WORK REQUEST:
Scan the records below for the string "stone" and return every line where it appears.

DATA FOR REVIEW:
◇ ◇ ◇
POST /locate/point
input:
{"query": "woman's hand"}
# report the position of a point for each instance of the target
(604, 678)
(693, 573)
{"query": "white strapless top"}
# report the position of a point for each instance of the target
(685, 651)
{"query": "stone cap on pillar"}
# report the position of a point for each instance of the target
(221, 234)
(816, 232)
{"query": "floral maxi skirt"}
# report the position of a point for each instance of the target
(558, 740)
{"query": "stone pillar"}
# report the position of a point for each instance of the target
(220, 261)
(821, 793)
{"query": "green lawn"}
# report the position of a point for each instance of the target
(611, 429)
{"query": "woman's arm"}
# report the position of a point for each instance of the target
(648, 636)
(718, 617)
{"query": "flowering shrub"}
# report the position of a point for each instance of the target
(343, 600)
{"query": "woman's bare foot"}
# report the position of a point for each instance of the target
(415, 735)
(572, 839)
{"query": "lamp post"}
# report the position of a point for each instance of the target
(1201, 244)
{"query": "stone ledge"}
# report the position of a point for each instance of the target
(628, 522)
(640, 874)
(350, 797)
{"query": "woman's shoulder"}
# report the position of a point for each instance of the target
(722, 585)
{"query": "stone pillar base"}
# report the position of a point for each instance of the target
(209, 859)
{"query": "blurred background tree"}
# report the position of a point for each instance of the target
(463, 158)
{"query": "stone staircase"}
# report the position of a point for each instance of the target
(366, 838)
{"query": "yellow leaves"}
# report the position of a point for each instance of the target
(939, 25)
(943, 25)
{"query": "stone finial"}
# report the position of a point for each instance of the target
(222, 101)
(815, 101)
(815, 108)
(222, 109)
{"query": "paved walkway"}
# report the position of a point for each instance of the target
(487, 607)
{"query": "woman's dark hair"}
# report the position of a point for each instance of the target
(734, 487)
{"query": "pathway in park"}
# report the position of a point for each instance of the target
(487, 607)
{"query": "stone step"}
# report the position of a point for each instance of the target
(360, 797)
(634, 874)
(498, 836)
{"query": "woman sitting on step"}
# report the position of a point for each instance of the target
◇ ◇ ◇
ANSWER SPACE:
{"query": "stone cap on pillar"}
{"query": "stone pillar"}
{"query": "stone ledge"}
{"query": "stone pillar base"}
{"query": "stone staircase"}
{"query": "stone finial"}
{"query": "stone step"}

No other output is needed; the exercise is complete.